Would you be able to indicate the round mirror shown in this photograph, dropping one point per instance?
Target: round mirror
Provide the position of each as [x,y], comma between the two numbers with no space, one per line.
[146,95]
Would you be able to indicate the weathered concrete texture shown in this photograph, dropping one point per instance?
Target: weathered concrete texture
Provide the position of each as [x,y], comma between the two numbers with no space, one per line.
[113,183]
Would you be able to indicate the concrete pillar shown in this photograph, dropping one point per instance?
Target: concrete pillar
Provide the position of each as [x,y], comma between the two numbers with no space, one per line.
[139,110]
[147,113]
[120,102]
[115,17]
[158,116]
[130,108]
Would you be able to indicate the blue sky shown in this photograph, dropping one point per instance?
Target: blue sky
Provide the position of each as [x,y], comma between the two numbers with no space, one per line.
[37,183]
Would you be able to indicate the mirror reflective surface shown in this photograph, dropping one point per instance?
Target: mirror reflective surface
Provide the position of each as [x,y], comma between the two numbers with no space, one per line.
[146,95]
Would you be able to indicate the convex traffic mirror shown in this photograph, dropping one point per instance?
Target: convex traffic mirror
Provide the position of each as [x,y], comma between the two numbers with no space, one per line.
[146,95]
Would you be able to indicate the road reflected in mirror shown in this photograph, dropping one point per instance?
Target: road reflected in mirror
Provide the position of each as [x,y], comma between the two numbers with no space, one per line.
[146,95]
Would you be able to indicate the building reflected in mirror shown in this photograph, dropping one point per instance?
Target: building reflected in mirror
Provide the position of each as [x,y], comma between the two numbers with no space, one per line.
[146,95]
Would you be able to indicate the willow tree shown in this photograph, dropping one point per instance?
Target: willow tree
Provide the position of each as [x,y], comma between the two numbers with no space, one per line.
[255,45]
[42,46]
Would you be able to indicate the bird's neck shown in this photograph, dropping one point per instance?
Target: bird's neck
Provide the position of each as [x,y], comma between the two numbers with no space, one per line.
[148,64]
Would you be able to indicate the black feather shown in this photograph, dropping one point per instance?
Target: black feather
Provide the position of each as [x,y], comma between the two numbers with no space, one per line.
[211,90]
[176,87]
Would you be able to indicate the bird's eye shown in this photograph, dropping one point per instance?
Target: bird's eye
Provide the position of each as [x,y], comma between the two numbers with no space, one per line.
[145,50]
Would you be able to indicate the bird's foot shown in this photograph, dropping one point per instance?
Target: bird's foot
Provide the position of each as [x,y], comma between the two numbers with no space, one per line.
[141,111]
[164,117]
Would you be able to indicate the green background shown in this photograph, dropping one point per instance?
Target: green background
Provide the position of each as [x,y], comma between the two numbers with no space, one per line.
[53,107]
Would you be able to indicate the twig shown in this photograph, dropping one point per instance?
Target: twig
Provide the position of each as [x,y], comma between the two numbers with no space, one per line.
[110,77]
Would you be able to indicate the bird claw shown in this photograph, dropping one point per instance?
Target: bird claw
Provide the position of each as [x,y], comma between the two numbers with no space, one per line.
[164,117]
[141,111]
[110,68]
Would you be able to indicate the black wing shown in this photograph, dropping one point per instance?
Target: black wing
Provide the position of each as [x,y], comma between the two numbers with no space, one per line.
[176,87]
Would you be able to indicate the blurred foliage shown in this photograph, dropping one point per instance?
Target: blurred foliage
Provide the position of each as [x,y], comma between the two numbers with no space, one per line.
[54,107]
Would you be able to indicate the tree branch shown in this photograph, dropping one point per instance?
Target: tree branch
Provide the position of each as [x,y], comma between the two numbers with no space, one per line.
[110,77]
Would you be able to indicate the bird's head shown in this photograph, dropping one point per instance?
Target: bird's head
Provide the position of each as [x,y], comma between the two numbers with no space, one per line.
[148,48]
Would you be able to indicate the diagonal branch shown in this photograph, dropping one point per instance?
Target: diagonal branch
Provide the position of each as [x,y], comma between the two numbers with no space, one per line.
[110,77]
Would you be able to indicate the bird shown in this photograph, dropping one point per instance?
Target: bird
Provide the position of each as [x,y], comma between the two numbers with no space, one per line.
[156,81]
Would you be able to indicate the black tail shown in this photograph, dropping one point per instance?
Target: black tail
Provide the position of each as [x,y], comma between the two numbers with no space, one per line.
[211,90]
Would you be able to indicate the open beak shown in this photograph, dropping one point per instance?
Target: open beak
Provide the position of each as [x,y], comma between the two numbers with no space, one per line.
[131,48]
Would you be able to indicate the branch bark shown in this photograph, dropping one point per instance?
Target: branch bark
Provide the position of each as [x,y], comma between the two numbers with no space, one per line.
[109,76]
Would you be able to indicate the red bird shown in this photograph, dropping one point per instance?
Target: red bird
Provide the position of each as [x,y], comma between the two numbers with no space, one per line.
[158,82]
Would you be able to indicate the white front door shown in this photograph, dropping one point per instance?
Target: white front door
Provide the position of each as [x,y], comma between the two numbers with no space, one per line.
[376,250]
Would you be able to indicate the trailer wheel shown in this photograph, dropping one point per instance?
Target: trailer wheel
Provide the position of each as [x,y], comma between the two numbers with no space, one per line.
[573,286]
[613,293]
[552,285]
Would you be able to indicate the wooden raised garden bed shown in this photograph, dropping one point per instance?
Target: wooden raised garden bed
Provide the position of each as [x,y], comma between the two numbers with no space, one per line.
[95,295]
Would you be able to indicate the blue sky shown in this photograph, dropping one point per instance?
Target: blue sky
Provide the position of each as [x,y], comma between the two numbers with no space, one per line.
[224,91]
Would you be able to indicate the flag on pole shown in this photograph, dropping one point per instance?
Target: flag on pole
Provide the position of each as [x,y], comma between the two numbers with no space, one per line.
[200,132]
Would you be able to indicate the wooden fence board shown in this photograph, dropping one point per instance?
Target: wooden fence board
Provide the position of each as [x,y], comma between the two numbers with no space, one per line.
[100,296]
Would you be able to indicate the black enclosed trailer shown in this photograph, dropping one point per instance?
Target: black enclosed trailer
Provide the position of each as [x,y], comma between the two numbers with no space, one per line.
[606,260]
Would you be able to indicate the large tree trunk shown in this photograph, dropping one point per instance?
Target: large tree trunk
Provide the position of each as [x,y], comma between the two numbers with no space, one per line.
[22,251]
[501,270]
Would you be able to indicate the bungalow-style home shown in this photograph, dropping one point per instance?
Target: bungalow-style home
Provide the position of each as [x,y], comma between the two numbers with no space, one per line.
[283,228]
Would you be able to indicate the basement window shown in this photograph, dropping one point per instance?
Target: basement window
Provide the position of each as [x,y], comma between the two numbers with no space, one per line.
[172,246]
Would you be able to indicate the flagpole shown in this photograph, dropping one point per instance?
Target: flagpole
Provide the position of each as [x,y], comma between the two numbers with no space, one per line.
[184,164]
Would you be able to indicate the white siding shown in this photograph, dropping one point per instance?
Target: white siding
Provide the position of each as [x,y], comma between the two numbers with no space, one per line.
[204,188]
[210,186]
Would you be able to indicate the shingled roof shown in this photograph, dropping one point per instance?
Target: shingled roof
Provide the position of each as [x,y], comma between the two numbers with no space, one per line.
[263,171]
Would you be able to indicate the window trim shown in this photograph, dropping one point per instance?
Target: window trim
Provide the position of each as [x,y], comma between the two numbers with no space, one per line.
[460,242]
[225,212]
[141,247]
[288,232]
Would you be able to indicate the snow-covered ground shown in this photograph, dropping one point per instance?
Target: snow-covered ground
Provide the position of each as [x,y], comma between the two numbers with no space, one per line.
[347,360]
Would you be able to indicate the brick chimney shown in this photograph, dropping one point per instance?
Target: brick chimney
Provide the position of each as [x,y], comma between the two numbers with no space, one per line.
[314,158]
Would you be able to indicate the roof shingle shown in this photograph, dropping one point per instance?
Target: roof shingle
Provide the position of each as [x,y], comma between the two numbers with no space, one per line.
===============
Job: Retype the whole listing above exactly.

Complete output:
Would you be able to indicate the round mirror shown in this photograph, dropping one point per instance?
Target: round mirror
Provide the position of each as [x,y], comma between the two numbers with no space, one per line.
[146,95]
Would you be able to indicate the weathered concrete texture shown in this photograph, dropping one point per instance?
Target: weathered concrete texture
Provide the position of each as [x,y], comma between the two numbers with no space, one per line.
[113,183]
Would you be able to indicate the concrete pillar shown in this photograph, dropping one point per instance?
Target: concrete pillar
Provide the position of each as [x,y], comma between the two numbers with no space, one per line.
[139,110]
[147,113]
[120,102]
[115,17]
[158,116]
[130,108]
Would you be able to indicate the blue sky shown in this photograph, dropping one point per instance?
Target: blue sky
Provide the position of each as [x,y], comma between the two numbers with no space, one per line.
[37,183]
Would you be able to indicate the mirror reflective surface shown in this photograph, dropping one point per instance?
Target: mirror reflective surface
Provide the position of each as [x,y], comma between the two numbers with no space, one per line.
[146,95]
Would you be able to indicate the convex traffic mirror shown in this photograph, dropping one point per instance?
Target: convex traffic mirror
Provide the position of each as [x,y], comma between the two numbers with no space, one per line.
[146,95]
Would you be able to indicate the road reflected in mirror shown in this photograph, dropping one point per instance?
Target: road reflected in mirror
Provide the position of each as [x,y], comma between the two numbers with no space, one per line.
[146,95]
Would you be able to indicate the building reflected in mirror shown in this photograph, dropping one point per instance?
Target: building reflected in mirror
Provide the position of each as [x,y], comma between the two numbers with no space, one per line.
[146,95]
Would you be able to indicate the willow tree shown in this photograph, dropping one point per instance?
Target: willow tree
Provide the position of each as [x,y], comma between the two numbers with no space, one per line.
[255,45]
[42,46]
Would you be able to indicate the bird's neck shown in this photograph, dropping one point per instance?
Target: bird's neck
Provide the position of each as [x,y], comma between the two numbers with no space, one per line.
[148,64]
Would you be able to indicate the black feather shown in this photograph, dropping one point per instance?
Target: black feather
Provide the position of each as [x,y], comma between the two numbers with no space, one per line.
[211,90]
[176,87]
Would you be able to indicate the bird's eye shown in this photograph, dropping one point per instance?
Target: bird's eye
Provide the position of each as [x,y], comma between the two numbers with no space, one per line.
[145,50]
Would you be able to indicate the bird's foot shown in this photograph, dropping one point per instance?
Target: bird's foot
Provide the position of each as [x,y], comma between the two numbers with no space, one per line.
[141,111]
[164,117]
Would you be able to indicate the green background shown in this photograph, dropping one point per instance?
Target: green background
Provide the position of each as [x,y], comma between the two numbers with no space, one per line.
[53,107]
Would you be able to indicate the twig shown in this photograph, dropping one point per instance?
Target: twig
Provide the position of each as [x,y], comma between the two numbers with no space, one per line.
[110,77]
Would you be able to indicate the bird claw shown in this photograph, dropping one point per instance?
Target: bird claw
Provide the position of each as [x,y], comma between the two numbers with no space, one per line.
[164,117]
[141,111]
[110,68]
Would you be able to indicate the black wing shown in this photograph, dropping one point per instance?
Target: black wing
Provide the position of each as [x,y], comma between the two numbers with no space, one per line.
[176,87]
Would you be able to indicate the blurred foliage shown in this photograph, dropping one point per instance?
Target: blurred foliage
Provide the position of each as [x,y], comma between the two numbers with no space, one per line.
[54,107]
Would you be able to indicate the tree branch shown in this photograph, dropping one point per instance?
Target: tree branch
Provide the position of each as [x,y], comma between the two numbers with no space, one per line.
[110,77]
Would you be able to indicate the bird's head shown in this photograph, dropping one point per instance?
Target: bird's head
Provide the position of each as [x,y], comma between the two numbers with no space, one per line.
[148,48]
Would you be able to indicate the diagonal branch shown in this photograph, dropping one point per instance?
Target: diagonal branch
Provide the position of each as [x,y], comma between the two numbers with no space, one per line.
[110,77]
Would you be able to indicate the bird shown in this photograph, dropping one point per instance?
Target: bird
Provide the position of each as [x,y], comma between the two numbers with no space, one per line.
[156,81]
Would you be able to indicate the black tail shown in this photograph, dropping one point per instance?
Target: black tail
Provide the position of each as [x,y], comma between the two numbers with no space, one per line.
[211,90]
Would you be able to indicate the open beak shown in this photograph, dropping one point per instance?
Target: open beak
Provide the position of each as [x,y], comma between the two numbers with no space, one per line.
[131,48]
Would you be able to indicate the branch bark shown in this photograph, dropping one point per instance?
Target: branch bark
Provide the position of each as [x,y], comma between the two numbers with no space, one per line.
[109,76]
Would you be able to indicate the red bird shown in this photograph, dropping one point per instance?
Target: red bird
Provide the position of each as [x,y], comma between the two numbers with no space, one per line.
[158,82]
Would you be able to indicate the white front door shown in this photograph, dropping one point per instance?
Target: white front door
Provide the position of each as [x,y], comma between the two numbers with no space, one per line.
[376,250]
Would you be able to indicate the trailer wheel shown in this photograph, dropping one point per instance?
Target: trailer wheel
Provide the position of each as [x,y], comma between the two numbers with no space, one per line.
[573,286]
[613,293]
[552,285]
Would you be able to indicate the wooden raised garden bed shown in this photograph, dropping one point per instance?
Target: wooden raised garden bed
Provide the position of each as [x,y], comma between the two numbers with no space, one per line.
[95,295]
Would you be able to indicate the blue sky shown in this photograph, dropping one point per instance?
Target: blue sky
Provide the position of each as [x,y], comma between the two numbers with no space, one per line.
[224,91]
Would you be able to indicate the flag on pole shown in this photograph, dropping one point per instance?
Target: flag on pole
Provide the position of each as [x,y], comma between the two numbers with no space, one per line.
[200,132]
Would you be able to indicate the wooden fence board shown in this photograph, dropping one point per instance?
Target: wooden fence board
Provide the position of each as [x,y], comma between the two numbers with no space, one per line.
[100,296]
Would you be able to indicate the black enclosed trailer shown in this photograph, dropping one point per instance?
Target: black enclosed trailer
Provide the position of each as [x,y], comma between the two numbers with no space, one per line.
[606,260]
Would you be able to indicate the large tree trunk shown in this photograph, dropping one point per instance?
Target: large tree trunk
Provide the position of each as [x,y], comma between the two numbers with no space, one per line.
[22,251]
[501,270]
Would you be able to indicate the bungalow-style home shown in this photograph, dropping one point per instance?
Target: bungalow-style home
Provide the position of each as [x,y], comma between the two numbers with no space, one per line.
[283,228]
Would you be able to indicate the basement window shown in this photograph, dropping one point per instance?
Target: basement window
Provide the position of each as [x,y], comma between the two numbers with no space, one per line.
[172,246]
Would you be able to indicate the flagpole shown in this photograph, dropping one point per instance?
Target: flagpole
Provide the position of each as [x,y], comma between the two numbers with no space, one per line.
[184,164]
Would you be able to indicate the white siding shown in this photograph, dropping one point per instance?
Target: white siding
Provide the position of each as [x,y], comma between the two numbers with no space, one per line.
[204,188]
[210,186]
Would you be able to indicate the shingled roof shown in this photograph, dropping one point per instance?
Target: shingled roof
Provide the position of each as [x,y], comma between the two numbers with no space, one per line.
[263,171]
Would you be able to indicate the window trim shown in this photograph, dropping one point per instance?
Target: window trim
Provide the position of each as [x,y], comma between the two numbers with no space, one per line.
[460,242]
[225,212]
[141,247]
[288,232]
Would you be able to indicate the snow-covered ground shown in this photograph, dropping one point per instance?
Target: snow-covered ground
Provide the position of each as [x,y], comma between the two numbers with no space, one per line.
[347,360]
Would you be able to indicate the brick chimney shown in this photograph, dropping one point per instance?
Target: brick chimney
Provide the position of each as [x,y], comma between the two numbers with no space, one per line.
[314,158]
Would you be able to indicate the roof shingle shown in this photograph, dropping one point per instance?
Target: roof shingle
Provide the position of each as [x,y], comma between the two numbers with no space, one per line.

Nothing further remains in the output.